Trading Revenues Higher Than Initial Estimates

Bank of America reports the performance of its trading operations as a part of its Global Markets operating division. On a reported basis, the bank’s total trading revenues were almost identical to the figure for Q2 2015 as well as Q3 2014. Excluding the impact of CVA/DVA accounting charges, the bank’s fixed income, currencies and commodities (FICC) trading desk reported adjusted revenues of just over $2 billion for the third quarter – 7% lower than the $2.15 billion figure for the previous quarter, and 11% below the $2.25 billion reported a year ago. While weak debt trading activity and increased volatility were expected to have an adverse impact on FICC trading revenues this quarter, Bank of America’s performance is commendable given than rival JPMorgan witnessed a much steeper 23% reduction in these revenues year-on-year.

At the same time, Bank of America’s equities trading desk continued its strong run to churn out more than $1.15 billion in revenues for the third consecutive quarter. Total adjusted trading revenues for the quarter were $3.2 billion – only marginally lower than the $3.3 billion figure for the two comparative quarters. This is a much better performance than the 5-6% year-on-year decline in trading revenues estimated by the bank’s top management in September. [2]

Consumer Banking Division Anchors Results For The Quarter

Bank of America’s consumer banking division, which includes its deposits and consumer lending operations, reported one of its best performances over recent years in Q3 2015 thanks to an increase in service charges as well as card fees. Although recent changes in the bank’s reporting structure makes it difficult to compare results for this quarter with older periods, the division’s total revenues of $7.8 billion were likely the highest since late 2011. This figure represents a 1% improvement year-on-year and a strong 4% increase quarter-on-quarter – a great performance given the pressure on total revenues from lower net interest margins. Card fees gained the most in particular thanks to an increase in outstanding balances as well as payment volumes – witnessing a sequential 4% increase to $1.25 billion in Q3 2015.
########################################
CHALLENGES ::
a - List every dollar amount mentioned in the Bank of America passage, in the order in which each first appears.
b - Reproduce the Bank of America passage verbatim from "Bank of America reports" to "these revenues year-on-year.".
The data that come after this point have no connection to the Bank of America passage.

RECORDED INFORMATION ::
########################################
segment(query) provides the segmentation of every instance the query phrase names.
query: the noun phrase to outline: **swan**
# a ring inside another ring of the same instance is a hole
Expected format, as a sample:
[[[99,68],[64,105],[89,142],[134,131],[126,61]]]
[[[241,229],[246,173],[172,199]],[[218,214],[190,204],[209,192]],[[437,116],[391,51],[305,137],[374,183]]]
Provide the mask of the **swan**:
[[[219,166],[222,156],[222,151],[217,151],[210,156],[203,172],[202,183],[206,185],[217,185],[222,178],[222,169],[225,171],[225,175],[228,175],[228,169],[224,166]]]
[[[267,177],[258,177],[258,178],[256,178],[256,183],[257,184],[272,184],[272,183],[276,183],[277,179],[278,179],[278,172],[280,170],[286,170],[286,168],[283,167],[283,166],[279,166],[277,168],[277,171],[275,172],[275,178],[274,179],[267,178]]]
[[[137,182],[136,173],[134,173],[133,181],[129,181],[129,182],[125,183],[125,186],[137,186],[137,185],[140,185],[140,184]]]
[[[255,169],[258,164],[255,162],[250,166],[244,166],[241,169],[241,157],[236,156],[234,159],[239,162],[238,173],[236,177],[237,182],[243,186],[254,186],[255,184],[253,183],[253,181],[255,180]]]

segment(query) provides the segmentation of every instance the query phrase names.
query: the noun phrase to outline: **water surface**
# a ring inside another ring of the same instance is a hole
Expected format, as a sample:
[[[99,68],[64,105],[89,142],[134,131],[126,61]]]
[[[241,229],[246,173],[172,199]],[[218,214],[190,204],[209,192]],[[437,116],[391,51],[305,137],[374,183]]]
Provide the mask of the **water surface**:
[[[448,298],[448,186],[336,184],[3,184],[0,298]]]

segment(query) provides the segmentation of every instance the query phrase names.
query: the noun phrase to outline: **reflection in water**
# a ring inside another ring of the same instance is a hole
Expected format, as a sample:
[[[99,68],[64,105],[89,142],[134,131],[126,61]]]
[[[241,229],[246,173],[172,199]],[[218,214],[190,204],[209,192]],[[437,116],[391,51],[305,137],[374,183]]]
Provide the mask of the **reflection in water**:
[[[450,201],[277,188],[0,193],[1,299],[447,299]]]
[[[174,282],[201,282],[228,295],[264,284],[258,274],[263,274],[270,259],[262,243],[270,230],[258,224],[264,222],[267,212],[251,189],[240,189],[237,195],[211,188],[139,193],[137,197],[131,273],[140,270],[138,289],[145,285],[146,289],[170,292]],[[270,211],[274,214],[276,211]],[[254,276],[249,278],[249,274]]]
########################################
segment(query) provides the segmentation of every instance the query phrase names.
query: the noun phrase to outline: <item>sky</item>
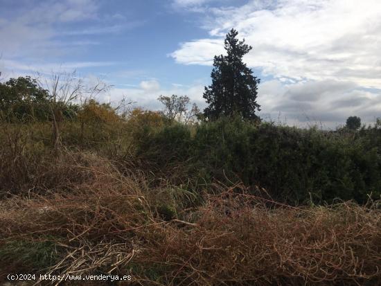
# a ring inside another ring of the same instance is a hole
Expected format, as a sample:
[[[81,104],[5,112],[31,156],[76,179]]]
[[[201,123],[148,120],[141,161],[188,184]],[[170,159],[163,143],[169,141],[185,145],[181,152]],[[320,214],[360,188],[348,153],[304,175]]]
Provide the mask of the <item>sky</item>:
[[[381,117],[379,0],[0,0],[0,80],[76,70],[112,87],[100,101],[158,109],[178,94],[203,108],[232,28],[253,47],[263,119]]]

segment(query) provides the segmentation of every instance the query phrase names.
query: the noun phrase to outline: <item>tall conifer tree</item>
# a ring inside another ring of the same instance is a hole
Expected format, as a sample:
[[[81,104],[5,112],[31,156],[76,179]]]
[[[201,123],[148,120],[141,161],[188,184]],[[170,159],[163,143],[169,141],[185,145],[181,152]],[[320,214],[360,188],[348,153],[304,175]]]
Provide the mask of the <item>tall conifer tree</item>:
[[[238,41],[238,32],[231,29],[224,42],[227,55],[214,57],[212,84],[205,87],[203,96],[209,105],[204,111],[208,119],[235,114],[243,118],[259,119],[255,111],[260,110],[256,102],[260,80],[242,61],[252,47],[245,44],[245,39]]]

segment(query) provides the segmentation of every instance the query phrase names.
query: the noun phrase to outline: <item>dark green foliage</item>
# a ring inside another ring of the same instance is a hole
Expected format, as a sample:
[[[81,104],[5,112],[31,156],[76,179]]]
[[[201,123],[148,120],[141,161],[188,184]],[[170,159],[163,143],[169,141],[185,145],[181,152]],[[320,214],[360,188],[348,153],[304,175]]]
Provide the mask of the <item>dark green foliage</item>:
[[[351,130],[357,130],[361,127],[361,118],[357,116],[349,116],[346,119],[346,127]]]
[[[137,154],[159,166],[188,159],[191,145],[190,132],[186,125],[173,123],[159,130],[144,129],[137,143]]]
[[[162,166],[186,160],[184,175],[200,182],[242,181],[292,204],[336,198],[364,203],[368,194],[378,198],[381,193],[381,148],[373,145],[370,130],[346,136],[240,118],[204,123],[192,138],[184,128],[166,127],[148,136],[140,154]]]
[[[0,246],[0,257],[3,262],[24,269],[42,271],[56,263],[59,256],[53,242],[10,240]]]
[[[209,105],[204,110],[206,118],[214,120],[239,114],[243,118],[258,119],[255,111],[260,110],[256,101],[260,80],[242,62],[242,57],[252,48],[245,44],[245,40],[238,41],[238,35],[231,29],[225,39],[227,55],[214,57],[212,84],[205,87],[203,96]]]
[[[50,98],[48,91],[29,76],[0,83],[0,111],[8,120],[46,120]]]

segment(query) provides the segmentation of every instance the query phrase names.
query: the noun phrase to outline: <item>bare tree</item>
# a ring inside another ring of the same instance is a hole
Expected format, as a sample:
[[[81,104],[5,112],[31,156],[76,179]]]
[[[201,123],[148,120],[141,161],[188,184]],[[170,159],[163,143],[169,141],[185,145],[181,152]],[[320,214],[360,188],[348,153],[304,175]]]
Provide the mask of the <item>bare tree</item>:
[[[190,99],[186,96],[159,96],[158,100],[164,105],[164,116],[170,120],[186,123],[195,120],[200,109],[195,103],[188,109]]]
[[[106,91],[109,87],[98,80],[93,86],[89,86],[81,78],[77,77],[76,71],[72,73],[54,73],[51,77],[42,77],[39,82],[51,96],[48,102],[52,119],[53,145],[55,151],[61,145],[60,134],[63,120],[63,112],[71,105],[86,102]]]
########################################
SOLVED PROBLEMS ::
a - $2 billion, $2.15 billion, $2.25 billion, $1.15 billion, $3.2 billion, $3.3 billion, $7.8 billion, $1.25 billion

b -
Bank of America reports the performance of its trading operations as a part of its Global Markets operating division. On a reported basis, the bank’s total trading revenues were almost identical to the figure for Q2 2015 as well as Q3 2014. Excluding the impact of CVA/DVA accounting charges, the bank’s fixed income, currencies and commodities (FICC) trading desk reported adjusted revenues of just over $2 billion for the third quarter – 7% lower than the $2.15 billion figure for the previous quarter, and 11% below the $2.25 billion reported a year ago. While weak debt trading activity and increased volatility were expected to have an adverse impact on FICC trading revenues this quarter, Bank of America’s performance is commendable given than rival JPMorgan witnessed a much steeper 23% reduction in these revenues year-on-year.